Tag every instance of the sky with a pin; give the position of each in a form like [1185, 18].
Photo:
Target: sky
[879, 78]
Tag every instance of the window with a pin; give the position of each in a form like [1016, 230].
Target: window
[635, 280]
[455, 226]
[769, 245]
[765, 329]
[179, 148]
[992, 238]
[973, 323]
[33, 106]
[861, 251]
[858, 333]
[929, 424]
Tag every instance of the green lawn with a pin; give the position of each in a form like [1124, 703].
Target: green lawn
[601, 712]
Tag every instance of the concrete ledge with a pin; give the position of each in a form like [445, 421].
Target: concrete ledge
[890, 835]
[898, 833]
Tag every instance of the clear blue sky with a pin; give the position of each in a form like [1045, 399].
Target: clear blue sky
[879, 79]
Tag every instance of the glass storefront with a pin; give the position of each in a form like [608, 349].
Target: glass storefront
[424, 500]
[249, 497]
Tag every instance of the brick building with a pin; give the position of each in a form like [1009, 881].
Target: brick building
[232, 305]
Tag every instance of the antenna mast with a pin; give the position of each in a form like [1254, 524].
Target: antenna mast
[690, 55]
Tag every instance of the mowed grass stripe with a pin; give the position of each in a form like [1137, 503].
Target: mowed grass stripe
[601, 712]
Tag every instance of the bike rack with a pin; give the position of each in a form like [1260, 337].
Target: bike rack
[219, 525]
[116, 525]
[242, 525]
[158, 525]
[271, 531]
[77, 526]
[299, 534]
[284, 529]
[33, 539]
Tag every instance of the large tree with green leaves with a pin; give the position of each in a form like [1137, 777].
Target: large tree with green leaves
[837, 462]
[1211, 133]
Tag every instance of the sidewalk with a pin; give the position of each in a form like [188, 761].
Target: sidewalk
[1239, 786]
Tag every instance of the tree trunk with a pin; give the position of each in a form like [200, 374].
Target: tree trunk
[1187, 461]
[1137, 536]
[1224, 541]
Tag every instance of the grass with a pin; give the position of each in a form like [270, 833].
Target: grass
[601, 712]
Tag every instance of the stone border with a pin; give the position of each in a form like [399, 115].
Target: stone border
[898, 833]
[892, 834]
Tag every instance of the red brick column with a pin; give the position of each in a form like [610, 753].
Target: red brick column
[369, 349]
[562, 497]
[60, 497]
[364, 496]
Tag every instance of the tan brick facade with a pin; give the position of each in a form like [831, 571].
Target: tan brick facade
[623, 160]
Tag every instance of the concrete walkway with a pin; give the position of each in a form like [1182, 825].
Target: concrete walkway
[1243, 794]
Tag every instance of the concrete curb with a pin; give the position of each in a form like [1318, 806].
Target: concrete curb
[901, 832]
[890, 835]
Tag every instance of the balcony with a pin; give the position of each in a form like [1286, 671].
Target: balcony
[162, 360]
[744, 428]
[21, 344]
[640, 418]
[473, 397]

══════════

The full data, transcribed without change, is the expected answer.

Tag every instance of the sky with a pin; give the position of each in a form like [1185, 18].
Photo:
Target: sky
[879, 78]
Tag every instance of the window with a pin; give the position of each in a form like [1016, 230].
Target: window
[635, 280]
[455, 226]
[769, 245]
[765, 329]
[179, 148]
[992, 238]
[973, 323]
[33, 106]
[861, 251]
[858, 333]
[929, 424]
Tag every instance of the green lawn with a pin; give the position of each in a form like [1124, 703].
Target: green lawn
[601, 712]
Tag every instance of the concrete ledge with a pin; give the position of each in a form like [445, 421].
Target: concrete ledge
[890, 835]
[898, 833]
Tag every instance of the clear blue sky with a pin; give the position of each in a form like [1045, 399].
Target: clear blue sky
[879, 79]
Tag every instance of the glass storefront with a pin; give the position of each in a form like [608, 349].
Target: glass storefront
[424, 500]
[249, 497]
Tag every instance of the brick building with a pin; give the position of each in a form like [1009, 881].
Target: brick building
[232, 305]
Tag every instance of the antenna mast with a pin; give the position of each in a form like [1254, 524].
Target: antenna mast
[690, 55]
Tag every instance of the mowed grass stripe with a pin; give the position of each in a form like [1137, 503].
Target: mowed grass stripe
[601, 712]
Tag every instance of the bike rack with a pin; give the position of each in a form like [1260, 337].
Target: bike rack
[219, 525]
[116, 525]
[242, 525]
[158, 525]
[271, 531]
[77, 526]
[299, 534]
[284, 529]
[33, 539]
Tag every instance of the large tree with green leaves with a pin; give the position of each in a form like [1137, 777].
Target: large tree with green leaves
[837, 462]
[1211, 133]
Tag every instance of the sidewalk with a pin; give the position of each in a form like [188, 761].
Target: sidewalk
[1239, 786]
Tag every instance of the tree trunk with a pin; give the position of each in a form like [200, 374].
Target: tree trunk
[1187, 461]
[1137, 536]
[1224, 541]
Tag every instance of the grass with a pin; give the position of each in a form like [270, 833].
Target: grass
[601, 712]
Tag every instance of the stone border with a pin; give the position of each in a form like [399, 115].
Target: stone border
[898, 833]
[892, 834]
Tag every instance of the red brick column with a pin; give the position of each in a form like [610, 753].
Target: red brick column
[369, 349]
[562, 497]
[60, 497]
[364, 496]
Tag every instance of the tan brick facade with a pin; give the position of each in a form like [831, 571].
Target: tan brick facade
[623, 160]
Tag every instance of the concrete walkway with a pin; give the position of each in a form like [1182, 825].
Target: concrete walkway
[1243, 794]
Tag every instance of the concrete curb with a pin; give the position of each in a form like [1318, 806].
Target: concrete curb
[901, 832]
[890, 835]
Tag every instance of the balcony with a pin; give the position of each in a form like [1286, 671].
Target: balcony
[162, 360]
[744, 428]
[21, 344]
[640, 418]
[473, 397]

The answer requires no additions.